_Referring expression pointing data_.
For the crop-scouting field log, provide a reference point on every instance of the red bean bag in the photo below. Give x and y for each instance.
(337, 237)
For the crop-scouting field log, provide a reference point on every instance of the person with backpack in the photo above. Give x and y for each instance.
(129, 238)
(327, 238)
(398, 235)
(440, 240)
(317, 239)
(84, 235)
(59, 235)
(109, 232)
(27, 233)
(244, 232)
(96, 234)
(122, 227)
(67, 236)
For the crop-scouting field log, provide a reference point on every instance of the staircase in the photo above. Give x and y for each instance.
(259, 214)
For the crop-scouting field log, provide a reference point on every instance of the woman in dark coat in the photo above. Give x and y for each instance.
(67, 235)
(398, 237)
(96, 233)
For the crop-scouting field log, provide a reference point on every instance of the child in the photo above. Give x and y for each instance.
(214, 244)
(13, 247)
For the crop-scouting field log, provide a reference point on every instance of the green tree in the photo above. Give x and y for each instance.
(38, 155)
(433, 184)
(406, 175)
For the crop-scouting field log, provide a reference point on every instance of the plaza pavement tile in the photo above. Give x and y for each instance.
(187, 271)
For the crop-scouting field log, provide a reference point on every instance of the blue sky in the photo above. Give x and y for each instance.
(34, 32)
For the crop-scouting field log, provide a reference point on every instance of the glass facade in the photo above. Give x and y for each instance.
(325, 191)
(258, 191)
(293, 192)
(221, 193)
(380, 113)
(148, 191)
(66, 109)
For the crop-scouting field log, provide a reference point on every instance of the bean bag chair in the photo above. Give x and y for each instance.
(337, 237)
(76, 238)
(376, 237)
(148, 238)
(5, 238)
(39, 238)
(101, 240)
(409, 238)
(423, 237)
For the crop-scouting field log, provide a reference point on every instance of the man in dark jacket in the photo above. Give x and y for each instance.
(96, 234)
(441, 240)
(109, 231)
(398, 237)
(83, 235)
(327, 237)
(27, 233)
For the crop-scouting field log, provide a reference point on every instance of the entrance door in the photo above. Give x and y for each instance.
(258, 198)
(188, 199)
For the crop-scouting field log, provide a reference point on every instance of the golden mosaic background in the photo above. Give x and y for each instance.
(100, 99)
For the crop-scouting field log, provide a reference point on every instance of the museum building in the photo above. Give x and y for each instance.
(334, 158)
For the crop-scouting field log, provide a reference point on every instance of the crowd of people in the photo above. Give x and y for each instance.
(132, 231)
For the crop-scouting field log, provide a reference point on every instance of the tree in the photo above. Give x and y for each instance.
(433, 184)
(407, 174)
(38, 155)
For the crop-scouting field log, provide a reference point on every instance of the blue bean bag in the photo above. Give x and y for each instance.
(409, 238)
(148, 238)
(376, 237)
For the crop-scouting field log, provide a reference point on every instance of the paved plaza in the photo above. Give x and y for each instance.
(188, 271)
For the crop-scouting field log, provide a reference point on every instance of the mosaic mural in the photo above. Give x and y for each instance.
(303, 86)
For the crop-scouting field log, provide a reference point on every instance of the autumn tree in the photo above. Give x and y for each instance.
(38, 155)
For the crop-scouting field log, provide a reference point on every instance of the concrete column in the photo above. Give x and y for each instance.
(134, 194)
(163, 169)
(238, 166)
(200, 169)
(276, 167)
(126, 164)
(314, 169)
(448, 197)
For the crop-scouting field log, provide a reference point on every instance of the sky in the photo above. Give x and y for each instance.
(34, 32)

_Exercise description_.
Every line from the one containing "of the concrete" through the last line of the entries above must be output exactly. Leave the rest out.

_Your response_.
For the crop-scouting field log, provide a reference point on every instance of the concrete column in the photo above. Give x and y for each instance.
(134, 194)
(163, 169)
(238, 166)
(200, 169)
(276, 167)
(126, 164)
(314, 169)
(448, 197)
For the crop-scouting field log, provide a reference point on every instance of the sky in the photo above. Give x and y for each instance.
(34, 32)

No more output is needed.